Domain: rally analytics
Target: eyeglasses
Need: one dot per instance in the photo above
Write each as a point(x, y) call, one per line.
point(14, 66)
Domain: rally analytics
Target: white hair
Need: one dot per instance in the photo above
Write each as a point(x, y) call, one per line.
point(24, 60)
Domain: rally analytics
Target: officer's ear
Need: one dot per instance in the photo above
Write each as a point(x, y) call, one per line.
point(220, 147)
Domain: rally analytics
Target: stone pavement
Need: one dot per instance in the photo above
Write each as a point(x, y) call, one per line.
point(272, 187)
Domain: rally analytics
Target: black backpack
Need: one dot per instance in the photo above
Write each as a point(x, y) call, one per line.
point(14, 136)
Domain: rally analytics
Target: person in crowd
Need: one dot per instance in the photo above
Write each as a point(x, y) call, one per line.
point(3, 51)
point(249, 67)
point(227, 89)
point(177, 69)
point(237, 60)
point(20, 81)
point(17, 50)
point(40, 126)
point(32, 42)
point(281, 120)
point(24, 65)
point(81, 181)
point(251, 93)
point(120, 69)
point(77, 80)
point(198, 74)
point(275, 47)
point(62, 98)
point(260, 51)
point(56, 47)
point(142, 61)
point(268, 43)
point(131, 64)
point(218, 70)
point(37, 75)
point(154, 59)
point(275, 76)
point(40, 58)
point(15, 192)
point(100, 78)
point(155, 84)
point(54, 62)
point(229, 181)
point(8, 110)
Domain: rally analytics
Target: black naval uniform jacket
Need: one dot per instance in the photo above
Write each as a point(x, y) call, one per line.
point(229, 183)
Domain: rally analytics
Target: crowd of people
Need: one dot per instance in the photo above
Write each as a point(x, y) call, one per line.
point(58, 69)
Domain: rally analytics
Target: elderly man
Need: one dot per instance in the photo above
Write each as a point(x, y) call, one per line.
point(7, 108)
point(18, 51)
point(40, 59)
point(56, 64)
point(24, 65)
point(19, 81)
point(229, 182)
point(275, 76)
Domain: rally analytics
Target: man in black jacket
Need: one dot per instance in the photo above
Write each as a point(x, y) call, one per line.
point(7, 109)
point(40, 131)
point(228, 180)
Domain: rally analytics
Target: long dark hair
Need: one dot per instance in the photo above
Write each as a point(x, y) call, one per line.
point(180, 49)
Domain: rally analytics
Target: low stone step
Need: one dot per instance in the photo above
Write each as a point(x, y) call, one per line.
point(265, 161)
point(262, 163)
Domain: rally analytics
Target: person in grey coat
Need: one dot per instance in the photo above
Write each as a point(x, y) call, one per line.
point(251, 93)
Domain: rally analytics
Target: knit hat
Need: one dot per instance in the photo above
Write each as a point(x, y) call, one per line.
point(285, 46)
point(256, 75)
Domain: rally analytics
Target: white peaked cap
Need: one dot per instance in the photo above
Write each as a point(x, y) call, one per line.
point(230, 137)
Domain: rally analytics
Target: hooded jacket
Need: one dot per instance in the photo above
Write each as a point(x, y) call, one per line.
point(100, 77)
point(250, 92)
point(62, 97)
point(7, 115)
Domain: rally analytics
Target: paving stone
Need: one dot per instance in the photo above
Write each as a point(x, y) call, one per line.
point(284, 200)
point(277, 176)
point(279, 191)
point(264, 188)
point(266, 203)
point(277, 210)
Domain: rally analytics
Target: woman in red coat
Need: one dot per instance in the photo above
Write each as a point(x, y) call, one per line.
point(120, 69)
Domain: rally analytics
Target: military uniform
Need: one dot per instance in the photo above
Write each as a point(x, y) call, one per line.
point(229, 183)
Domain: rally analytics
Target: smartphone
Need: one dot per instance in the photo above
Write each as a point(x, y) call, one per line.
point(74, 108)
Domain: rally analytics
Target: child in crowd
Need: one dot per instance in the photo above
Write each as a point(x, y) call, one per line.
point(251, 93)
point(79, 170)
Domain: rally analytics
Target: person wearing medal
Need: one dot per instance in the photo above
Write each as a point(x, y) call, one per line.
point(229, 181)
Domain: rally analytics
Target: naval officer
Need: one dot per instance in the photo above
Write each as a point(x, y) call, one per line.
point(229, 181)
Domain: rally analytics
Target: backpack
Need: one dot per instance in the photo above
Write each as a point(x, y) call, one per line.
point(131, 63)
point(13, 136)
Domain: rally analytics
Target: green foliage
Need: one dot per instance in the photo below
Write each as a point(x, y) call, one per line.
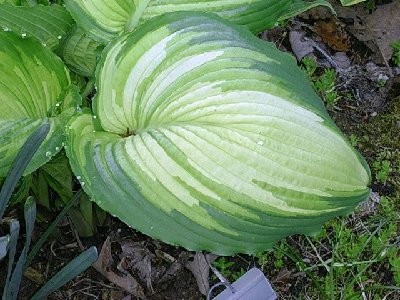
point(208, 152)
point(396, 53)
point(383, 169)
point(350, 2)
point(9, 243)
point(342, 260)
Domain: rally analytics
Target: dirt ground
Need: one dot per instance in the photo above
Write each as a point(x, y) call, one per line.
point(367, 84)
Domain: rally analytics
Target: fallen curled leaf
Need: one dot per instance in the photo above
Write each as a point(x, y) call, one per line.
point(333, 33)
point(139, 260)
point(377, 30)
point(34, 276)
point(126, 282)
point(201, 270)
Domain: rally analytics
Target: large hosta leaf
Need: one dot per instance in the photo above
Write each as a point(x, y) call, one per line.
point(35, 89)
point(206, 137)
point(105, 19)
point(48, 24)
point(80, 52)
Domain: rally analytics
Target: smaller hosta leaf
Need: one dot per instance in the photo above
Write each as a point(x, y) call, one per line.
point(48, 24)
point(35, 89)
point(105, 19)
point(350, 2)
point(207, 137)
point(299, 6)
point(4, 246)
point(80, 52)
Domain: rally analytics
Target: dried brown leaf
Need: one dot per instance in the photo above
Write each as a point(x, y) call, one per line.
point(103, 266)
point(201, 270)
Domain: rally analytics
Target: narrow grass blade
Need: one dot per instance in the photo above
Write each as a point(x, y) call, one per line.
point(15, 281)
point(14, 232)
point(70, 271)
point(3, 246)
point(21, 162)
point(49, 230)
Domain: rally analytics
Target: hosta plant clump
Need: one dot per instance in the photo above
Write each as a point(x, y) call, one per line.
point(103, 20)
point(35, 89)
point(206, 137)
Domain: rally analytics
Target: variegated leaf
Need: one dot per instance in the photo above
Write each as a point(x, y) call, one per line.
point(206, 137)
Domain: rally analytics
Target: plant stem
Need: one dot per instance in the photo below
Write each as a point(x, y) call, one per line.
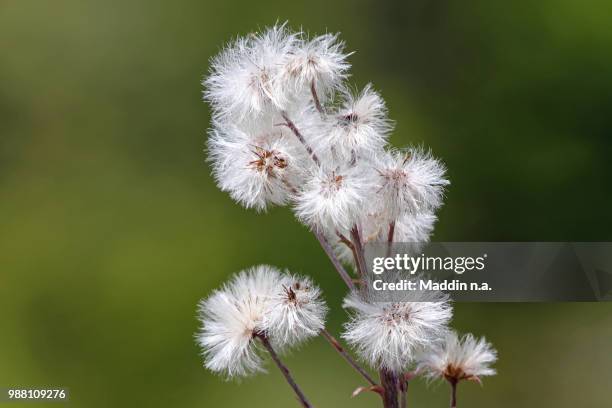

────────────────────────────────────────

수행할 작업:
위의 행을 모두 번호 목록으로 옮겨 적되 빈 줄은 빼세요. 그림은 답에 넣지 마세요.

작업 결과:
1. Domain: rally analytics
2. Target: eyeglasses
3. Need: one dot per instance in the photo above
4. Write each as a point(x, y) call, one per line.
5. point(14, 66)
6. Domain: rally analytics
7. Target: white hair
8. Need: one dot per instance in the photo above
9. Write each as a point(x, y) call, one per line.
10. point(24, 60)
11. Domain: rally analytics
12. Target: officer's ear
13. Need: one dot per instance in the photo above
14. Write each as a point(x, y) call, one per line.
15. point(220, 147)
16. Domain: rally analytics
17. Target: stone pavement
18. Need: one dot per instance in the photo above
19. Write each as a point(x, y) call, one per line.
20. point(272, 187)
21. Domain: rally analytics
22. Target: black backpack
23. Need: one dot per instance in the photo above
24. Write each as a point(x, y) call, one per line.
25. point(14, 136)
26. Domain: rally analytics
27. Target: person in crowd
28. Need: one dot per instance in the photo above
29. Write each as a point(x, y) call, one per line.
30. point(3, 51)
31. point(249, 67)
32. point(227, 89)
33. point(177, 69)
34. point(237, 60)
35. point(20, 81)
36. point(17, 50)
37. point(40, 126)
38. point(32, 42)
39. point(281, 120)
40. point(24, 65)
41. point(81, 181)
42. point(251, 93)
43. point(120, 69)
44. point(77, 80)
45. point(198, 74)
46. point(275, 47)
47. point(62, 98)
48. point(260, 51)
49. point(56, 47)
50. point(142, 61)
51. point(268, 43)
52. point(131, 64)
53. point(218, 70)
54. point(37, 75)
55. point(154, 59)
56. point(275, 76)
57. point(40, 58)
58. point(15, 192)
59. point(100, 78)
60. point(155, 84)
61. point(54, 62)
62. point(229, 181)
63. point(8, 110)
64. Domain: rally analytics
65. Target: black naval uniform jacket
66. Need: one dot per instance in the photo above
67. Write each as a point(x, y) call, one per line.
68. point(229, 183)
69. Domain: rally analytics
70. Target: crowd of people
71. Need: one dot per instance in the photo above
72. Write each as a point(x, y) call, one per line.
73. point(58, 69)
74. Domain: rally analytics
75. Target: elderly man
76. Need: one dot per instance in the photo above
77. Write each as a point(x, y) call, one per line.
78. point(7, 108)
79. point(18, 51)
80. point(40, 59)
81. point(56, 64)
82. point(24, 65)
83. point(19, 81)
84. point(229, 182)
85. point(275, 76)
86. Domain: rally analytics
87. Target: man in black jacket
88. Need: one dot per instance in the photo above
89. Write each as a point(x, y) call, one per line.
90. point(7, 109)
91. point(40, 131)
92. point(228, 180)
93. Domain: rally analytics
94. Target: long dark hair
95. Need: one dot per instance in the photo above
96. Write each as a point(x, y) call, one per line.
97. point(180, 49)
98. Domain: rally analytics
99. Target: low stone step
100. Need: one dot per instance in the photo above
101. Write each as a point(x, y) call, one per line.
102. point(265, 161)
103. point(262, 163)
104. Domain: rally analytics
105. Target: person in grey coat
106. Need: one dot per instance in the photo above
107. Write each as a point(x, y) call, one per line.
108. point(251, 93)
109. Domain: rally analytics
110. Target: knit hat
111. Need: one dot per instance in the photo above
112. Write each as a point(x, y) call, one per line.
113. point(285, 46)
114. point(256, 75)
115. Domain: rally analytics
116. Target: white peaked cap
117. Need: one dot per instance in the photo above
118. Write each as a point(x, y) call, one per line.
119. point(230, 137)
120. Domain: rally analytics
121. Target: hooded jacket
122. Need: one dot per instance in the photo above
123. Write each as a point(x, y) call, one per line.
124. point(100, 77)
125. point(250, 92)
126. point(62, 97)
127. point(7, 115)
128. Domain: rally analytics
129. Target: paving stone
130. Need: one dot per instance in the photo above
131. Write each as a point(x, y) call, one per line.
132. point(284, 200)
133. point(277, 176)
134. point(279, 191)
135. point(264, 188)
136. point(266, 203)
137. point(277, 210)
138. Domain: rally analytics
139. Target: woman in red coat
140. Need: one dot per instance in the photo above
141. Write each as a point(x, y) call, one per line.
142. point(120, 69)
143. Domain: rally analytics
144. Target: military uniform
145. Need: one dot per instance in the photo above
146. Write each as a point(x, y) call, one per line.
147. point(229, 183)
148. Domain: rally analytics
149. Target: smartphone
150. Need: one dot per instance in the photo above
151. Write each as a point(x, y) call, one per line.
152. point(74, 108)
153. Domain: rally analytics
154. Target: child in crowd
155. Need: one dot per instance in the photo above
156. Write each as a point(x, y) call, one per line.
157. point(251, 93)
158. point(79, 170)
159. Domain: rally analytics
160. Target: person wearing medal
161. Need: one dot per instance in the photo above
162. Write each as a point(x, y) call, one per line.
163. point(229, 181)
164. Domain: rally analytics
165. Target: naval officer
166. Need: one dot per instance in the photo above
167. Write each as a point(x, y) call, one per line.
168. point(229, 181)
169. Domain: rally analytics
170. Target: backpack
171. Need: one dot per instance in the photo above
172. Write each as a point(x, y) call, one per line.
173. point(131, 63)
174. point(13, 136)
175. Domain: rally analytics
176. Target: green foliage
177. Need: one dot per instance in the photo below
178. Write each as a point(x, y) call, one per line.
179. point(208, 152)
180. point(396, 53)
181. point(383, 169)
182. point(350, 2)
183. point(9, 243)
184. point(342, 260)
185. Domain: rally analytics
186. Target: dirt ground
187. Need: one dot per instance in the photo above
188. Write each as a point(x, y) call, one per line.
189. point(367, 84)
190. Domain: rally analytics
191. Target: fallen curled leaf
192. Need: one dot per instance in the photo above
193. Write each as a point(x, y) call, one per line.
194. point(333, 33)
195. point(139, 260)
196. point(377, 30)
197. point(34, 276)
198. point(126, 282)
199. point(201, 270)
200. Domain: rally analytics
201. Target: large hosta leaf
202. Need: one dot per instance in the photo above
203. Write each as a point(x, y) call, one per line.
204. point(35, 89)
205. point(206, 137)
206. point(105, 19)
207. point(48, 24)
208. point(80, 52)
209. Domain: rally analytics
210. Target: smaller hosta leaf
211. Need: one dot per instance in the photo above
212. Write each as a point(x, y) call, one per line.
213. point(48, 24)
214. point(35, 89)
215. point(105, 19)
216. point(350, 2)
217. point(207, 137)
218. point(299, 6)
219. point(4, 246)
220. point(80, 52)
221. Domain: rally analytics
222. Target: dried brown leaf
223. Need: one dot per instance in the photo above
224. Write each as a point(x, y) call, one per line.
225. point(103, 266)
226. point(201, 270)
227. Domain: rally analytics
228. Target: narrow grass blade
229. Need: one dot per instance in the photo above
230. Write each as a point(x, y) call, one per line.
231. point(15, 281)
232. point(14, 232)
233. point(70, 271)
234. point(3, 246)
235. point(21, 162)
236. point(49, 230)
237. Domain: rally analytics
238. Target: hosta plant clump
239. Need: one dot per instance in the photo above
240. Write each as a point(x, y) call, one per line.
241. point(103, 20)
242. point(35, 89)
243. point(206, 137)
244. Domain: rally analytics
245. Target: variegated leaf
246. Need: one dot per instance in the photo above
247. Write each as a point(x, y) call, one per line.
248. point(206, 137)
249. Domain: rally analytics
250. Target: plant stem
251. Need: one dot per instance in the photo below
252. Write each as a point(x, y) call, one per line.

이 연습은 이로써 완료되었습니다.